[START OF Dataset]

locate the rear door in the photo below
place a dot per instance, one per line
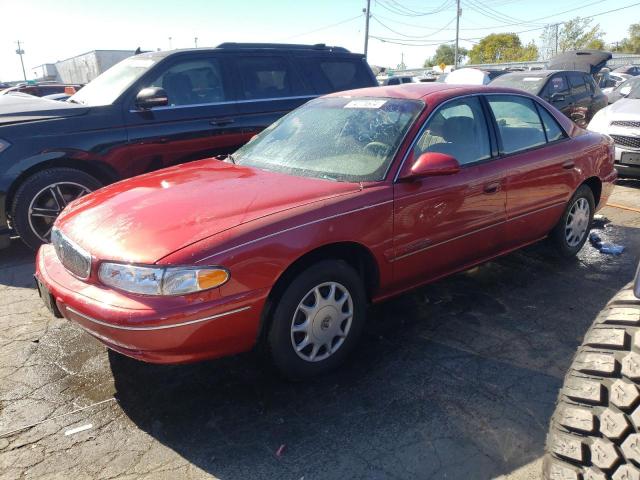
(581, 97)
(443, 223)
(541, 175)
(198, 122)
(557, 92)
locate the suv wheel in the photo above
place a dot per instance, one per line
(41, 198)
(594, 429)
(317, 321)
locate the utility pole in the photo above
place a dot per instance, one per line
(458, 13)
(20, 52)
(366, 28)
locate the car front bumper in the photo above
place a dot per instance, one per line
(142, 328)
(626, 170)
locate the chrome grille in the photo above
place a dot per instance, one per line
(625, 141)
(73, 257)
(626, 123)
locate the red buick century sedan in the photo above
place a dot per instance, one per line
(348, 200)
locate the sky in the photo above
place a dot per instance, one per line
(53, 30)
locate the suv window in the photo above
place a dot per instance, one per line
(557, 84)
(578, 86)
(192, 82)
(458, 129)
(551, 126)
(335, 74)
(265, 77)
(518, 122)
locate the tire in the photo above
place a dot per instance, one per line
(49, 191)
(594, 429)
(559, 235)
(326, 325)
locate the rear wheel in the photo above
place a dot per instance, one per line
(41, 198)
(595, 429)
(572, 231)
(318, 320)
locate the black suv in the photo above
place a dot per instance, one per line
(151, 111)
(573, 93)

[END OF Dataset]

> [Exercise brief] Turn all of the data above into a Markdown table with the columns "Row" and "Data line", giving each line its own numbered row and skipping blank lines. Leave the pictures out of the table.

> [The reply]
| Row | Data line |
|---|---|
| 1 | locate the rear door in the photo below |
| 2 | place a dot per instance, one per line |
| 3 | (581, 97) |
| 4 | (443, 223) |
| 5 | (541, 175) |
| 6 | (198, 122) |
| 7 | (557, 92) |
| 8 | locate the suv wheel in the photo above |
| 9 | place a dot per instance, one per line |
| 10 | (41, 198) |
| 11 | (594, 429) |
| 12 | (317, 321) |
| 13 | locate the utility pole in the photo above |
| 14 | place a dot per instance, one per line |
| 15 | (458, 13) |
| 16 | (20, 52) |
| 17 | (366, 28) |
| 18 | locate the car front bumper in the photo above |
| 19 | place a dot per instance, one per line |
| 20 | (142, 328) |
| 21 | (626, 170) |
| 22 | locate the chrome grille in the photo above |
| 23 | place a dot per instance, one per line |
| 24 | (625, 141) |
| 25 | (73, 257) |
| 26 | (626, 123) |
| 27 | locate the red buick century sedan in the photo above |
| 28 | place a dot per instance, one per line |
| 29 | (348, 200) |
| 30 | locate the sky in the photo above |
| 31 | place a dot per instance, one per line |
| 32 | (53, 30) |
| 33 | locate the suv window in the photo above |
| 34 | place a dot per instance, one per line |
| 35 | (557, 84) |
| 36 | (578, 86) |
| 37 | (192, 82) |
| 38 | (458, 129) |
| 39 | (551, 126) |
| 40 | (335, 74) |
| 41 | (265, 77) |
| 42 | (518, 122) |
| 43 | locate the tire in the photo above |
| 44 | place a dot per instance, one per line |
| 45 | (49, 191) |
| 46 | (594, 429) |
| 47 | (559, 235) |
| 48 | (326, 325) |
| 49 | locate the rear wheel in the photo above |
| 50 | place a dot per instance, one per line |
| 51 | (41, 198) |
| 52 | (595, 429) |
| 53 | (572, 231) |
| 54 | (318, 320) |
| 55 | locate the black suv in the photo above |
| 56 | place a dot per instance, one per line |
| 57 | (151, 111) |
| 58 | (573, 93) |